*STATED EXERCISE*:
Give all of the lines again exactly as they read.

** Begin **

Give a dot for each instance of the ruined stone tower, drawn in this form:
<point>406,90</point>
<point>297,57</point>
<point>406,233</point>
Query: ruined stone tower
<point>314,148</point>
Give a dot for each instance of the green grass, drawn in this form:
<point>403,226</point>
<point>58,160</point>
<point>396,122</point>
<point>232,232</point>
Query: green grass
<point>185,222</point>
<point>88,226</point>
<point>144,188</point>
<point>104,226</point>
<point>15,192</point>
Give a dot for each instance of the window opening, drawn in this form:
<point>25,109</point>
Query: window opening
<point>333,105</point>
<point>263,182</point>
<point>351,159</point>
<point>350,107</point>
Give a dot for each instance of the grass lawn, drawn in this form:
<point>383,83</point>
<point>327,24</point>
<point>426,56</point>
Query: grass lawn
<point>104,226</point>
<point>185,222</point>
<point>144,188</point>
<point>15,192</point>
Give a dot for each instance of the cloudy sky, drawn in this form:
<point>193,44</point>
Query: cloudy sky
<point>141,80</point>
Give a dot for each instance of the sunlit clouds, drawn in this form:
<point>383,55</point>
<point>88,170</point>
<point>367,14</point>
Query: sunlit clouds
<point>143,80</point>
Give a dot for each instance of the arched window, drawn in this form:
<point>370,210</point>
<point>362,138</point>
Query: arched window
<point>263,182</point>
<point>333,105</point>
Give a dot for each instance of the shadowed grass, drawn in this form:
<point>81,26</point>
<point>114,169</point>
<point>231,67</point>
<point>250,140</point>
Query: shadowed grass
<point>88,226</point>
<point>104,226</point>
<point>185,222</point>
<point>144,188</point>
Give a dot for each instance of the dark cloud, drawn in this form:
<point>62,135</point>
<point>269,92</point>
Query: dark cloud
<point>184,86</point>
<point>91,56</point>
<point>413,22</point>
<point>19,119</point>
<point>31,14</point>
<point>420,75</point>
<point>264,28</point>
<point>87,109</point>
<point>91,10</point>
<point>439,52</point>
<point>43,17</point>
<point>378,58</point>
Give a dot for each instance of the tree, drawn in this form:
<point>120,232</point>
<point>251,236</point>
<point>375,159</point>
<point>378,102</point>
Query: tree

** End **

*EXERCISE OUTPUT*:
Give a dot for each instance of the ruined stone tower, drawn in this form:
<point>406,90</point>
<point>297,57</point>
<point>406,233</point>
Query: ruined stone tower
<point>314,148</point>
Give a dot for each instance of the green grass, drawn in this form:
<point>403,226</point>
<point>58,160</point>
<point>396,122</point>
<point>232,232</point>
Query: green grass
<point>185,222</point>
<point>88,226</point>
<point>144,188</point>
<point>104,226</point>
<point>15,192</point>
Give a dot for each instance of the window opening, drawn in this form:
<point>25,109</point>
Query: window opening
<point>333,105</point>
<point>263,182</point>
<point>351,159</point>
<point>350,107</point>
Give a dot for each instance of the grass lawn, drawn in this form:
<point>383,83</point>
<point>327,24</point>
<point>426,56</point>
Query: grass lawn
<point>104,226</point>
<point>185,222</point>
<point>144,188</point>
<point>15,192</point>
Give a dot for each instance of the cloudy sky, drawn in this form:
<point>193,44</point>
Query: cloudy sky
<point>141,80</point>
Give a dot for each instance of the sunlit clouds, drawn in this form:
<point>383,55</point>
<point>88,170</point>
<point>367,14</point>
Query: sunlit clouds
<point>143,80</point>
Give a dot for each instance of the arched window, drawn in this form:
<point>370,210</point>
<point>362,138</point>
Query: arched window
<point>263,182</point>
<point>333,105</point>
Give a dot for each instance of the shadowed grass, drawn in this form:
<point>81,26</point>
<point>114,169</point>
<point>231,67</point>
<point>250,140</point>
Query: shadowed grass
<point>88,226</point>
<point>104,226</point>
<point>185,222</point>
<point>144,188</point>
Give a dot for each instance of the dark cloud, drawn in this form:
<point>62,135</point>
<point>269,92</point>
Query: dark cloud
<point>184,86</point>
<point>91,56</point>
<point>413,22</point>
<point>19,119</point>
<point>31,14</point>
<point>420,75</point>
<point>264,28</point>
<point>87,109</point>
<point>91,10</point>
<point>439,52</point>
<point>43,17</point>
<point>378,58</point>
Give a dot for each instance of the tree, drawn in this form:
<point>120,232</point>
<point>251,236</point>
<point>375,159</point>
<point>378,102</point>
Query: tree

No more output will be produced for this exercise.